# Requirement:
All lines holding the word "this" are to be copied from the records beneath.

START Recorded information

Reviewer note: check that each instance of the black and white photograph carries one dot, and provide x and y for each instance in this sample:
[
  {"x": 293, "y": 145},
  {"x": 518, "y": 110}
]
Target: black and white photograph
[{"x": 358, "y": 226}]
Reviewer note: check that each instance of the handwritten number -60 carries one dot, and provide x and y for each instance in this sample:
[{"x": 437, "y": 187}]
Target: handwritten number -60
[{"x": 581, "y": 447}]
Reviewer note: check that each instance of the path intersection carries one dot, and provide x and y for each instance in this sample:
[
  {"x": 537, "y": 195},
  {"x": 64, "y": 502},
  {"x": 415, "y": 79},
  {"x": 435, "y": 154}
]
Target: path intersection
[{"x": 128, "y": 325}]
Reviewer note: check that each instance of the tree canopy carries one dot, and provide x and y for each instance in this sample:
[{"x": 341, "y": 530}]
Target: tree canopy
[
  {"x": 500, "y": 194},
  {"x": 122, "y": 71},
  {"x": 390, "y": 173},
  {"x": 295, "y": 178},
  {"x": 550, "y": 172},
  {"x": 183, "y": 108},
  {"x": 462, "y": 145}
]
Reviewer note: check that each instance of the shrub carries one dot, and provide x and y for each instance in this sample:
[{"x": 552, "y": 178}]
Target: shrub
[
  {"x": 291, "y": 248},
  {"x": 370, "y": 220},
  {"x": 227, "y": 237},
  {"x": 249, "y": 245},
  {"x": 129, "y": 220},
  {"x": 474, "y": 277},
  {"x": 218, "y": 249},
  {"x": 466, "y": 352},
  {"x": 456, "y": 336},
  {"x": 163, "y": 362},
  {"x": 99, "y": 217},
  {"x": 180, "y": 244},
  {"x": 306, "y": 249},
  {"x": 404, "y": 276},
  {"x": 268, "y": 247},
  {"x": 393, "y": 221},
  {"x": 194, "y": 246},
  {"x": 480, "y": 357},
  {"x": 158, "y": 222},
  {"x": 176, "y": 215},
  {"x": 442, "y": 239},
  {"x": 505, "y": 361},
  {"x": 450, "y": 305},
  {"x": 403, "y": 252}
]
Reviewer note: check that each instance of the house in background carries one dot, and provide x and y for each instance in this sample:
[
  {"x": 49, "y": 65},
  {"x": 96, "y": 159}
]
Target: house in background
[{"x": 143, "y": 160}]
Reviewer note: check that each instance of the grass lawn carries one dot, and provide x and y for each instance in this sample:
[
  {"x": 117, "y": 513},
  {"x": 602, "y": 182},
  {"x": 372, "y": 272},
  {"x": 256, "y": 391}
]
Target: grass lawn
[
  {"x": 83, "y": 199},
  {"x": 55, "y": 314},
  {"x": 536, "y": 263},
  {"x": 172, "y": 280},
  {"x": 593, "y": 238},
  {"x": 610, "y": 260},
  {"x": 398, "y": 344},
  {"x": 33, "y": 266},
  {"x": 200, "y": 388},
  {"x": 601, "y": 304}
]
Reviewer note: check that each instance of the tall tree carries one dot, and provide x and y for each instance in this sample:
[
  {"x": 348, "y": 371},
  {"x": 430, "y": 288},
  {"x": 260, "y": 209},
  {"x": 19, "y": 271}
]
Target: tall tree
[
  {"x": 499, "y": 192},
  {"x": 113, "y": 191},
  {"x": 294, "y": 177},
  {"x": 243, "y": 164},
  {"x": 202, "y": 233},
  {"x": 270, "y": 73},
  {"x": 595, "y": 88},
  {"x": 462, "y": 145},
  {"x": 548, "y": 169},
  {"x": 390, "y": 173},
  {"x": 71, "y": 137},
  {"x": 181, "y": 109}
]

END Recorded information

# Solution to the exercise:
Reviewer note: check that each instance of the black and white photograph carries one dot, and provide x and y for each instance in this sample:
Reviewer note: check that each instance of the handwritten number -60 carries one dot, and provide x and y for each instance in this sample:
Reviewer note: check that each instance of the path intersection carries one dot, and provide x and y for each instance in this sample:
Reviewer note: check that each instance of the tree canopy carries one dot, and provide x and y for each instance in this sample:
Reviewer note: check that each instance of the shrub carries one dot, and provide x and y for each instance in this sample:
Reviewer note: check that each instance of the house in background carries one dot, and provide x and y for each instance in this sample:
Reviewer note: check that each instance of the grass lawn carries one dot, and provide x and y for each instance in this sample:
Reviewer note: check that each instance of the tall tree carries one dot, and provide x and y for each instance in this sample:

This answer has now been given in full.